◆ WRITTEN EXERCISE ◆
Repeat, exactly and alone, every line from the line that contains "Pick out the man in blue" to the end of the entries.

·····

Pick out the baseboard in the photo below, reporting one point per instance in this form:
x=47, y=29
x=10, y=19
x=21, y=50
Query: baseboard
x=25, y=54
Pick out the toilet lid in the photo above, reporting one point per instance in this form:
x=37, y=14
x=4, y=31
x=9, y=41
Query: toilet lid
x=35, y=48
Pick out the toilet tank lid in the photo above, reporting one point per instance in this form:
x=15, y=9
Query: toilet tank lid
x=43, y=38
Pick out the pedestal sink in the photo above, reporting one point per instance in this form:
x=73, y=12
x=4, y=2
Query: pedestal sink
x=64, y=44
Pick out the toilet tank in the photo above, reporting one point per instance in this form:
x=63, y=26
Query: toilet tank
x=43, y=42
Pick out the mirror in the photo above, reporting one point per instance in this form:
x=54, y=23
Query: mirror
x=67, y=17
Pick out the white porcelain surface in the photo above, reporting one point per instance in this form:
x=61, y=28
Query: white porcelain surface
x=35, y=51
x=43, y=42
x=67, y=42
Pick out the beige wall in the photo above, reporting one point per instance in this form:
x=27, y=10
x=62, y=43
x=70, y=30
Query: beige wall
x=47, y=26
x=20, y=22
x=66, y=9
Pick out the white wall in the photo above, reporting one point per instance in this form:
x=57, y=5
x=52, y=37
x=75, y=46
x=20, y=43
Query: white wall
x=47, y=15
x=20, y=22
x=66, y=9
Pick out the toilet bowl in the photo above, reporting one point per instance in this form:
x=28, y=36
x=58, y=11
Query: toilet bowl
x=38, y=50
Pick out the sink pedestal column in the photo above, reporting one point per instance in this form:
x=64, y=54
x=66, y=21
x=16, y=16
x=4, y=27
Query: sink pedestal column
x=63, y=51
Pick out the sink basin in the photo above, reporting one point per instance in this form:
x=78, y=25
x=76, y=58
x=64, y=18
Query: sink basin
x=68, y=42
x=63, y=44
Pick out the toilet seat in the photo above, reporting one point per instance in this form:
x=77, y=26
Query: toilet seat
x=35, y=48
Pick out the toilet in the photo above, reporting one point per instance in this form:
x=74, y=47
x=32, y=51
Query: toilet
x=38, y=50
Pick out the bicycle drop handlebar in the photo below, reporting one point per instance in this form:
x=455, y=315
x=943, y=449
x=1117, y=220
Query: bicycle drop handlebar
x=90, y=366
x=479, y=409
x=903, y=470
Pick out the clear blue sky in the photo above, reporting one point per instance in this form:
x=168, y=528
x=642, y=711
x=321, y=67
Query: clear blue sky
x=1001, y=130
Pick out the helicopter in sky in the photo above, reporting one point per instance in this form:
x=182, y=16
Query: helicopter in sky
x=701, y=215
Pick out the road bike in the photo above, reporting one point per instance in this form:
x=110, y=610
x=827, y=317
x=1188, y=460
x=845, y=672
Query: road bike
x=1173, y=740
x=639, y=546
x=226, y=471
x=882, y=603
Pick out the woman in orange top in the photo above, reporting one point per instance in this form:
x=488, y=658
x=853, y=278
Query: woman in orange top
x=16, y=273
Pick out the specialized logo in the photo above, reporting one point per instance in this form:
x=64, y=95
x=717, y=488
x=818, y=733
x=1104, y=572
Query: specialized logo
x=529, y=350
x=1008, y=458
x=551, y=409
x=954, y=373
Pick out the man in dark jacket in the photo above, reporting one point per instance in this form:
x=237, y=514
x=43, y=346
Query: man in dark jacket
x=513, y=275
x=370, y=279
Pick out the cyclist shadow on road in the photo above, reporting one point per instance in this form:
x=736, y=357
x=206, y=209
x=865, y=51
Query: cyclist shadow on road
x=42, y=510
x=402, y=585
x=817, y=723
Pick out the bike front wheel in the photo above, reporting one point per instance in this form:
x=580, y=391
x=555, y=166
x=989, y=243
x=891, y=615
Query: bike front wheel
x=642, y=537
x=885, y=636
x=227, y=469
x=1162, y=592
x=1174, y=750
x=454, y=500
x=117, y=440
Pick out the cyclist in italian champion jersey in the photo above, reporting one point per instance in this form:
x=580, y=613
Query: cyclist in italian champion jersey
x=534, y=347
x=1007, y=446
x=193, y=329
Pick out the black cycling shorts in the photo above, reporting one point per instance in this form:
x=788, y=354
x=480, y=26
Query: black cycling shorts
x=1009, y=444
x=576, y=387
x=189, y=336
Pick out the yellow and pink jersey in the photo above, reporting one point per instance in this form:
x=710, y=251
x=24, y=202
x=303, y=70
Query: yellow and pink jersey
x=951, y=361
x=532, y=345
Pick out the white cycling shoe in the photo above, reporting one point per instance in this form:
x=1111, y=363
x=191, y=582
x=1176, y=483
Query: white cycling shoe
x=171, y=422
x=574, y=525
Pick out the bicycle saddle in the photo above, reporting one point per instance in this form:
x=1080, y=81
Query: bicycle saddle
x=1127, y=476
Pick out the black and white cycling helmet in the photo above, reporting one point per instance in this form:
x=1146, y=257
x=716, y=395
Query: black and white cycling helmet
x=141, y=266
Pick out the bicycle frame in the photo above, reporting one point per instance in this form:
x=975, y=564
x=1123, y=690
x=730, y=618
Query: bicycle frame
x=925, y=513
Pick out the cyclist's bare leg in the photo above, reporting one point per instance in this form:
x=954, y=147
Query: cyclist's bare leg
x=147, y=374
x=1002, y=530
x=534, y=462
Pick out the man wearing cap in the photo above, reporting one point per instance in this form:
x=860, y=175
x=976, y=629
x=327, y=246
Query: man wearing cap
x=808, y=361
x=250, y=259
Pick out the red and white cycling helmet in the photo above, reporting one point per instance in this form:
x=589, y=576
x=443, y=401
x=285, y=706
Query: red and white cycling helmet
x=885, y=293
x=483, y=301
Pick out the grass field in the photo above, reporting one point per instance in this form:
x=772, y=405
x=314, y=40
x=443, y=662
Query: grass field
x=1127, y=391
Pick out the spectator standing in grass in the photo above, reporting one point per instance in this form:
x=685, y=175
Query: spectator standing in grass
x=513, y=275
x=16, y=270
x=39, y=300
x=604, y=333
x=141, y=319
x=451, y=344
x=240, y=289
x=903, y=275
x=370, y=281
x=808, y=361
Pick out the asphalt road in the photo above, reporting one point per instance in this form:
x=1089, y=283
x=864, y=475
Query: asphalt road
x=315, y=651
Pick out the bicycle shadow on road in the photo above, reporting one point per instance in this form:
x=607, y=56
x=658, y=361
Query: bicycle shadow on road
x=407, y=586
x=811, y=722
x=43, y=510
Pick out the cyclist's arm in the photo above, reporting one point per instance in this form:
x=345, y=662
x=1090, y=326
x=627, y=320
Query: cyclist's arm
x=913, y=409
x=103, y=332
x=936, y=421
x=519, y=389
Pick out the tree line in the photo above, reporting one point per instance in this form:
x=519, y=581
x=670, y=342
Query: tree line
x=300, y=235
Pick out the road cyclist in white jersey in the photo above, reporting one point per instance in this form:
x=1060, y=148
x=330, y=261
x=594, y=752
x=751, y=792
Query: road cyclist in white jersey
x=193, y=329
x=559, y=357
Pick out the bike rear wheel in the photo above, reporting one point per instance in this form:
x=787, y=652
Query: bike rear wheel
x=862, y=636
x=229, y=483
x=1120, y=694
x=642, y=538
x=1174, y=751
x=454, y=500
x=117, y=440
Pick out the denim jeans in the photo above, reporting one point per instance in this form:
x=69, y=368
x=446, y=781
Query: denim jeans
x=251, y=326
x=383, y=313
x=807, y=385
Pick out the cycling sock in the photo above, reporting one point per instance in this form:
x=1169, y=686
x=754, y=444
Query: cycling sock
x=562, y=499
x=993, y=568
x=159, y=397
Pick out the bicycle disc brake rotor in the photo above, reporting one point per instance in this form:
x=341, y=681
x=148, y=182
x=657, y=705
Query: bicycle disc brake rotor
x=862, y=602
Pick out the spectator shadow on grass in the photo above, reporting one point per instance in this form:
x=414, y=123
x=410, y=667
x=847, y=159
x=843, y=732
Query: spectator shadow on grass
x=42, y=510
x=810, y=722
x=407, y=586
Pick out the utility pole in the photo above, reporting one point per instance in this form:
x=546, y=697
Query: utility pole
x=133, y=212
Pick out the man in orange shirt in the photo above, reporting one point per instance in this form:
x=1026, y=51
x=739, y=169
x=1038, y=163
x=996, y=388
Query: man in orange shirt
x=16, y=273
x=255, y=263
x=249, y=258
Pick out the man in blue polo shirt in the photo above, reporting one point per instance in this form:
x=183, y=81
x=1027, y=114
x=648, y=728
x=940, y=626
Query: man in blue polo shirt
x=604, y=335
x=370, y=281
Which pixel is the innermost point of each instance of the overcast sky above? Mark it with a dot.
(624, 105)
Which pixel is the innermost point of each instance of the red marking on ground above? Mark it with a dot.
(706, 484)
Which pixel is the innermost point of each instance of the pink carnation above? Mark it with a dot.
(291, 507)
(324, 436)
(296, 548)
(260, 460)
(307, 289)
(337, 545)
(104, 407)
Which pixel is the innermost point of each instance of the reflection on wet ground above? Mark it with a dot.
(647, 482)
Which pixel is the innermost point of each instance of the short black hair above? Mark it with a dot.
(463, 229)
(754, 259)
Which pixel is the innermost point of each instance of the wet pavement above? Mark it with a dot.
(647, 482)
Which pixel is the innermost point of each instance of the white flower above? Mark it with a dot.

·····

◆ ANSWER FOR THIS EXERCISE ◆
Pick out the man in blue polo shirt in the photo above, reporting one point per instance in this form:
x=183, y=81
x=1027, y=114
x=648, y=728
x=940, y=626
Query: man in blue polo shirt
x=604, y=335
x=370, y=281
Which pixel is the innermost point of each instance of the overcast sky above? Mark it with a dot.
(624, 105)
Which pixel is the innermost point of each instance of the red marking on ground above? Mark it with a dot.
(706, 484)
Which pixel is the innermost point of each instance of the pink carnation above? Mark it with a dot.
(291, 507)
(324, 436)
(296, 548)
(260, 460)
(307, 289)
(337, 545)
(104, 407)
Which pixel is the innermost point of each instance of the reflection on wet ground above? Mark it with a dot.
(647, 482)
Which pixel is the innermost point of each instance of the short black hair above? Mark it with a dot.
(463, 229)
(754, 259)
Which pixel is the innermost point of each instance of the wet pavement above? Mark it with a dot.
(647, 482)
Which pixel is the innermost point of each instance of the white flower above? Mark it with a dot.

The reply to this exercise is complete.